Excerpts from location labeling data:
# # #
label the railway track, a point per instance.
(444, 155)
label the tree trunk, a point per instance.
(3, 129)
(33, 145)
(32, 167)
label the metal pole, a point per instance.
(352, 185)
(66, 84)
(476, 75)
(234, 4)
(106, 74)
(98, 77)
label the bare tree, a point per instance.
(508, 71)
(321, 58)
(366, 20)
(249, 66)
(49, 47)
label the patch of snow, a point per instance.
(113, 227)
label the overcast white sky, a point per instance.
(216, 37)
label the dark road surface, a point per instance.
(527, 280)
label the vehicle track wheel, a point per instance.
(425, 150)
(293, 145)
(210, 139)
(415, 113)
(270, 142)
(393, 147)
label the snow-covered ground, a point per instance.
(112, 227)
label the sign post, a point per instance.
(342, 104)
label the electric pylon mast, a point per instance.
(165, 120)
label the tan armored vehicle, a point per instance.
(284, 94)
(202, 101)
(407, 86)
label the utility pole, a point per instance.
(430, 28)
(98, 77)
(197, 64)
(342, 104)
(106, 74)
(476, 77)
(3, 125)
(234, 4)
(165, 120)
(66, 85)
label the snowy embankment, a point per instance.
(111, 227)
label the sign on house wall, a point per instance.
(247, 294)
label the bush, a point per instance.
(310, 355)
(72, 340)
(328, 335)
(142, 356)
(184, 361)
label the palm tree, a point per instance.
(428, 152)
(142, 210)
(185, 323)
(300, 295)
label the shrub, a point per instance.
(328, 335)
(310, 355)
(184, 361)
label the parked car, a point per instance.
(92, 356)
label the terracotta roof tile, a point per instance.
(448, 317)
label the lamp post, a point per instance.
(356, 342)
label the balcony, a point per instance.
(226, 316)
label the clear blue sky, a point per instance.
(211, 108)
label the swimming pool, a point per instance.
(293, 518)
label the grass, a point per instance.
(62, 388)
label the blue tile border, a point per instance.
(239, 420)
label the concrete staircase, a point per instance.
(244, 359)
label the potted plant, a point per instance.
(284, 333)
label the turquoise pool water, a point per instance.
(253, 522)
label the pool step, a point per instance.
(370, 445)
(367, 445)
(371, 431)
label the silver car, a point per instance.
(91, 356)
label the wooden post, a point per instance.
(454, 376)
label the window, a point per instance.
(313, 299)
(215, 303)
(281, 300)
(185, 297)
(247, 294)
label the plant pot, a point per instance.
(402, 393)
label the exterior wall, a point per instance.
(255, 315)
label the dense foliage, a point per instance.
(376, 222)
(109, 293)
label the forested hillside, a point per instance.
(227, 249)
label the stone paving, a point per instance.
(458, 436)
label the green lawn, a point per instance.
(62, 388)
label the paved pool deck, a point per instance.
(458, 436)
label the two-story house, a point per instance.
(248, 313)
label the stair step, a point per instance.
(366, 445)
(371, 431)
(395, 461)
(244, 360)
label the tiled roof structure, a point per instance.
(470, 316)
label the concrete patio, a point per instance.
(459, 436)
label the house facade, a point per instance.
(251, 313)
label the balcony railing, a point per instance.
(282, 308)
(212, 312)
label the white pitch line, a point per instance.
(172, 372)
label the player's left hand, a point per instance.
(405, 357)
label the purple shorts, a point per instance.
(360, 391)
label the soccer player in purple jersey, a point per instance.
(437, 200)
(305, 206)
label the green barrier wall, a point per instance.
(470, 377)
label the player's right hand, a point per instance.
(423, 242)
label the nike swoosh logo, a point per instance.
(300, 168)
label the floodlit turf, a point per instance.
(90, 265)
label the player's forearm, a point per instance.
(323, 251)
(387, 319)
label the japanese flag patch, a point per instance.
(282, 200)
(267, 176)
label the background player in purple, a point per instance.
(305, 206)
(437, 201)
# # #
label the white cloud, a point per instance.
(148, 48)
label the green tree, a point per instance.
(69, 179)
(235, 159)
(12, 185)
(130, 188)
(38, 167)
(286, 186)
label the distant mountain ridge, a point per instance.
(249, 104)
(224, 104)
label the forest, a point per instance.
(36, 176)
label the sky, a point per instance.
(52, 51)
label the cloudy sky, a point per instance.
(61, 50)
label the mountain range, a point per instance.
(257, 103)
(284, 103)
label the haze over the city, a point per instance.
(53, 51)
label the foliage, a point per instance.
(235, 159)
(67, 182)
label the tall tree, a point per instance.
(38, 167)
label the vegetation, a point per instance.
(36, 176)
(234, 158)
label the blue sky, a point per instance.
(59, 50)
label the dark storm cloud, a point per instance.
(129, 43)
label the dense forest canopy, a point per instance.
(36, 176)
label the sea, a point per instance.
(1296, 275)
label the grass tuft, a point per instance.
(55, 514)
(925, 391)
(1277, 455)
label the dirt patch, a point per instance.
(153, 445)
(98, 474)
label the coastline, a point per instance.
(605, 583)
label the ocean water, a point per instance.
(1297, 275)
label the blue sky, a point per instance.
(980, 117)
# # #
# The request:
Return every line of the rows above that contains the string "dark". Matching is case-sensitive.

# Task answer:
label the dark road surface, a point per instance.
label the dark storm cloud, a point per instance.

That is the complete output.